● Given task A:
In the forum thread about mentioning Wing Chun in a job interview, what two categories of non-MA people does the first post describe?
● Given task B:
Repeat word for word the part of the forum thread about mentioning Wing Chun in a job interview that opens with the words containing "Those that are" and closes with "thread, so far.".
● Given task C:
Carry on the forum thread about mentioning Wing Chun in a job interview, starting after its last sentence.

● Passage provided:
I think non MA people fall into 2 categories.
Those that are impressed with what we do and those that see us as a bunch of flakes.

I would stay away from any kind of physical demo. If you bring it up at all, I would focus on the aspects of self discipline, physical fitness, focus, that sort of thing. These are positive things to bring to any job interview. If your interviewer falls into the latter camp, you haven't hurt yourself.


----------



## Steve (May 8, 2014)

As a person who has hired/interviewed a lot of candidates, I can share what I'd like.  It looks like there is a lot of good advice in this thread, so far.  

The idea isn't to teach the interviewer about Wing Chun.  The goal for you is to demonstrate the traits and values you might bring to the company.  I would not (unless asked) do ANY kind of physical demonstration.  I would also avoid anything technical, and definitely use layman's terms.  Don't say, "I like chi sau." (and then spend 3 minutes explaining what that is.  If you confuse the interviewer, that's not good.

What I would think about are the things about Wing Chun that you believe represent the traits you believe will serve you well in the position for which you are applying.  Zero in on the aspects of it that make you into the best version of yourself possible.

● Dataset content:
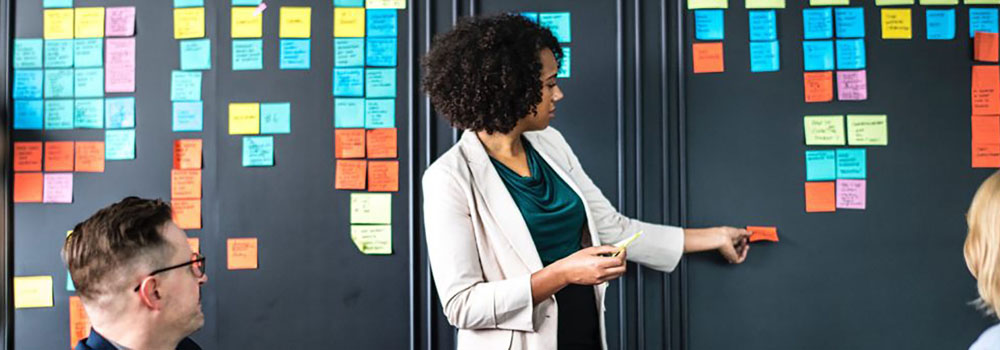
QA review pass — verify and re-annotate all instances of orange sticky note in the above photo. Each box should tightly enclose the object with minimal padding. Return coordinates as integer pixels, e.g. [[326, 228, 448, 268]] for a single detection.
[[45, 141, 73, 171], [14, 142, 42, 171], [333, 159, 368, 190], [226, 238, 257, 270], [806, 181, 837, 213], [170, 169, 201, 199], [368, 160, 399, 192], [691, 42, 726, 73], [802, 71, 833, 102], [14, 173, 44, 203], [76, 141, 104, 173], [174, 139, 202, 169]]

● Exercise answer A:
Those who are impressed with what martial artists do, and those who see them as a bunch of flakes.

● Exercise answer B:
Those that are impressed with what we do and those that see us as a bunch of flakes.

I would stay away from any kind of physical demo. If you bring it up at all, I would focus on the aspects of self discipline, physical fitness, focus, that sort of thing. These are positive things to bring to any job interview. If your interviewer falls into the latter camp, you haven't hurt yourself.


----------



## Steve (May 8, 2014)

As a person who has hired/interviewed a lot of candidates, I can share what I'd like.  It looks like there is a lot of good advice in this thread, so far.

● Exercise answer C:
Also, while I've never asked a question like this in an interviewer, I'd guess that the idea is to gauge your level of enthusiasm or passion, and your ability to communicate your passion in a clear and effective manner.  You've mentioned that, while not a sales position, you will be influencing potential customers.  If you can't get your interviewer to feel some of your enthusiasm about a personal passion, then how can you successfully share enthusiasm about their product or service?


----------



## geezer (May 8, 2014)

yak sao said:


> I think non MA people fall into 2 categories.
> Those that are impressed with what we do and those that see us as a bunch of flakes.



Very true. And you never know which group your interviewer falls into. If you _must_ talk about your Wing Chun,  I'd make it brief and touch on the kind of things Yak mentioned, and avoid any reference to the combative or self-defense aspects.

Personally, I've learned the hard way to reserve talking about my interest in martial arts to just those people who share the passion. Like you guys.


----------



## mook jong man (May 8, 2014)

Depends what type of job it is , if it is an environment where it's a bit of a testosterone fest.
You could be setting yourself up for problems in the future.

I worked in a factory once that produced kitchen parts , countertops , cupboards etc.
Basically a lot of heavy lifting work involved , tends to draw a certain type of person.

Well the person who interviewed me saw my instructor certificates in my resume , and word got out to the factory floor.
From that time on , I had various names such as Bruce Lee , "That karate guy" , things of that ilk.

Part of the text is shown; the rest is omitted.